## START Text shown

Various engine configurations exist to purportedly improve fuel and air mixing prior to and during combustion. However, such configurations face the common challenge that the piston bowl wall is a fixed structure which continuously obstructs the jet flames and creates stagnation points. In one example, U.S. Pat. No. 4,898,135, discloses an internal combustion engine provided with a reaction chamber within its piston bowl wall to generate radical fuel species during combustion for use during a next succeeding combustion cycle. However, such a system does not have the capacity of allowing the jet flames to avoid collisions with the piston bowl walls. As a result, such systems do not reduce momentum loss of the jet flames within each piston and such systems create stagnation points relative to the piston bowl wall.

In view of the foregoing disadvantages associated with known pistons of internal combustion engines, a need exits for a cost effective solution which would not drastically alter the physical structure of the piston, and yet still allow jet flames travelling within the piston to preserve their momentum. In addition, a need exits for the jet flames to not only preserve their momentum while travelling within the piston bowl, but also be able to travel to an area of the piston bowl with a greater oxygen level to allow for a more beneficial mixing of air and fuel and thus less formation of soot and other pollutants. A still further need also exits for the jet flame to avoid contact with other jet flames. The present disclosure is directed at addressing one or more of the deficiencies and disadvantages set forth above. However, it should be appreciated that the solution of any particular problem is not a limitation on the scope of the disclosure or of the attached claims except to the extent expressly noted.

SUMMARY OF THE DISCLOSURE

In one aspect of the present disclosure, an internal combustion engine is provided. The internal combustion engine may include an engine block having a plurality of cylinders therein, a piston reciprocatingly mounted in each cylinder and defining a combustion chamber, with the fuel being ignited in the combustion chamber and generating a plurality of flames. The internal combustion engine may also include a fuel injector communicating fuel to the combustion chamber and a piston crown extending from each piston and defining a piston bowl. The piston bowl has a plurality of stagnation points and mixing zones. The engine also includes a plurality of passageways in the piston crown to guide flames away from stagnation points and to mixing zones.

## END Text shown

-- Task list --
a - Check each statement against the engine excerpt, answering yes or no and quoting the words that decide it: (i) the patent U.S. Pat. No. 4,898,135 places a reaction chamber within its piston bowl wall; (ii) the piston bowl wall is described as a movable structure; (iii) the engine includes passageways in the piston crown that guide flames away from stagnation points.
b - Answer these questions from the engine excerpt, one per line:
(i) What does the reaction chamber in U.S. Pat. No. 4,898,135 generate during combustion?
(ii) What does the piston crown define?
(iii) Of what two things does the piston bowl have a plurality?
c - Carry the engine excerpt forward from its last sentence.
The records are unrelated to the engine excerpt.

## START Records

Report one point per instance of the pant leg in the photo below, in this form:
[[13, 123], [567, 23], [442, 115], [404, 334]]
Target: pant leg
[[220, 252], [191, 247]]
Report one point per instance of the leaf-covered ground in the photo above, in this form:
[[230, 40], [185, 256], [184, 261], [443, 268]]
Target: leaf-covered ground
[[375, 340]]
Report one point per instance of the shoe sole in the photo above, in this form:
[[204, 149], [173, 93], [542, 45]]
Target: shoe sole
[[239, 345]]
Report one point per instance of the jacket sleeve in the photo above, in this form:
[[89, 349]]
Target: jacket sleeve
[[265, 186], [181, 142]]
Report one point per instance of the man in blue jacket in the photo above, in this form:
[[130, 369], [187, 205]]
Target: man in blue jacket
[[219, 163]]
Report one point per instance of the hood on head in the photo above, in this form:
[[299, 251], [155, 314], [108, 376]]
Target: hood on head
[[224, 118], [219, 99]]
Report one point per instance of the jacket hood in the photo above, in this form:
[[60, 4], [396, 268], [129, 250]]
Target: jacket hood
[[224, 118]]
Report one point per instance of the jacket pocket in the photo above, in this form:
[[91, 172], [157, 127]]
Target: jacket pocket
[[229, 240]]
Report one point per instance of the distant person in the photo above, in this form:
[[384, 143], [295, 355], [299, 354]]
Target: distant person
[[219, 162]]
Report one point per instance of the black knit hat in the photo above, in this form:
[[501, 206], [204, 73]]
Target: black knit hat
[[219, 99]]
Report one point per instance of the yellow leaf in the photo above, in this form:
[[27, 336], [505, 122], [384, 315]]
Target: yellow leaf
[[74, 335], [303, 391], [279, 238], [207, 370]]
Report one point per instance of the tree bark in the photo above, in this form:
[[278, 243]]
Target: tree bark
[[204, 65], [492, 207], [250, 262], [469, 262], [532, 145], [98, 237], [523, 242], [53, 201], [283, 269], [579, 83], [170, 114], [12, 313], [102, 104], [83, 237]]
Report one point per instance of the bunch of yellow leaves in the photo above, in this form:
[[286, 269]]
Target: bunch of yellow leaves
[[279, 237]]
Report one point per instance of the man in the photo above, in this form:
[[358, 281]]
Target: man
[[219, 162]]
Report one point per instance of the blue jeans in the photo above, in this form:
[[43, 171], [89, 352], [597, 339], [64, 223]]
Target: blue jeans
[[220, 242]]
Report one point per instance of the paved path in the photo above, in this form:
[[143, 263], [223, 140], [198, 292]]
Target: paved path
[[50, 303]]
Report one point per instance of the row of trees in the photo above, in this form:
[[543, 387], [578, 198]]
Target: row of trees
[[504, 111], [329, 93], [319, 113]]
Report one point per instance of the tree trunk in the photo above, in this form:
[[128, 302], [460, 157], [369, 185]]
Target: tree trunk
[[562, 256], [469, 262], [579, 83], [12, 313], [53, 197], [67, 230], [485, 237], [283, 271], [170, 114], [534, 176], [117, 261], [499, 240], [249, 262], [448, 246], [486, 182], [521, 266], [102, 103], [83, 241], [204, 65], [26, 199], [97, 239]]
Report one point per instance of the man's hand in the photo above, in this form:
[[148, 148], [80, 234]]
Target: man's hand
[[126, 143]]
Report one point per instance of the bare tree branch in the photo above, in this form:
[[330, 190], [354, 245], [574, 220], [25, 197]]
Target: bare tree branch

## END Records

-- Expected outputs --
a -
(i) Yes: "provided with a reaction chamber within its piston bowl wall"
(ii) No: "the piston bowl wall is a fixed structure"
(iii) Yes: "a plurality of passageways in the piston crown to guide flames away from stagnation points and to mixing zones"

b -
(i) Radical fuel species, for use during a next succeeding combustion cycle.
(ii) A piston bowl.
(iii) Stagnation points and mixing zones.

c -
In another aspect of the present disclosure, a piston is provided. The piston may include a cylindrical base, a circumferential wall extending from the cylindrical base, a piston bowl defined by the cylindrical base and circumferential wall, and a passageway in the circumferential wall adapted to receive a flame and communicate the flame back to the piston bowl wherein the passageway guides the flame to a region with a higher oxygen level.

In yet another aspect of the present disclosure, a method of operating an internal combustion engine is provided. The method may include providing a piston within a cylinder with the piston having a crown with a plurality of flame guiding passageways therein. The piston crown defines a piston bowl and the method may also include injecting fuel into the piston bowl and then igniting the fuel to generate a plurality of flames. The method may also include receiving the flames within each passageway and guiding the flames within the passageways to exit in the piston bowl between other flames travelling within the piston bowl. Oxygen rich zones within the piston bowl may also be regions not configured between the flames.

These and other aspects and features will be more readily understood when reading the following detailed description in conjunction with the accompanying drawings.

BRIEF DESCRIPTION OF THE DRAWINGS

FIG. 1 is a schematic, partially sectioned side view of an internal combustion engine in accordance with the present disclosure;

FIG. 2 is a sectional view of a representative piston and cylinder combination according to the present disclosure;

FIG. 3 is a perspective view of the piston of FIG. 2 in accordance with the present disclosure;

FIG. 4 is a top view of the piston of FIG. 3 depicting a plurality of jet flames;

FIG. 5 is a schematic top view of a piston with one exemplary jet flame and one flame guiding passageway in accordance with the present disclosure;

FIG. 6 is a sectional view of FIG. 5 taken along line 6-6 of FIG. 5; and

FIG. 7 is a flow chart depicting a sample sequence of steps in accordance with the present disclosure.

While the following detailed description is given with respect to certain illustrative embodiments, it is to be understood that such embodiments are not to be construed as limiting, but rather the present disclosure is entitled to a scope of protection consistent with all embodiments, modifications, alternative constructions, and equivalents thereto.

DETAILED DESCRIPTION

Referring now to the drawings and with specific reference to FIG. 1, an exemplary embodiment of an internal combustion engine 100 is depicted. With continued reference to FIG. 1, the internal combustion engine 100 is shown to include an engine block 112 with a plurality of cylinders 114 formed therein. Fuel injectors 116 may be disposed at more than one location relative to the block 112. The fuel injectors 116 may extend partially into each of the cylinders 114 to direct liquid fuel or the like therein. The fuel injectors 116 may include a fuel injector tip 120 with a plurality of orifices 121 that direct fuel in a plurality of radial directions into the associated cylinders 114.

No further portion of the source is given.